** WHAT YOU WILL DO **
Give the entries again, word for word.

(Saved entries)
# # # #

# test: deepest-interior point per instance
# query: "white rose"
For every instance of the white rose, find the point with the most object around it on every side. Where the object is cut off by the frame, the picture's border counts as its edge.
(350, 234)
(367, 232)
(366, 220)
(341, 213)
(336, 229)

# # # #

** OUTPUT OF THE TASK **
# test: deepest-interior point per instance
# query: "white rose"
For every instance of the white rose, find the point with the most object around it on every side. Where the object is cut off by the frame, the picture's border counts as its edge.
(350, 234)
(367, 232)
(366, 220)
(341, 213)
(336, 229)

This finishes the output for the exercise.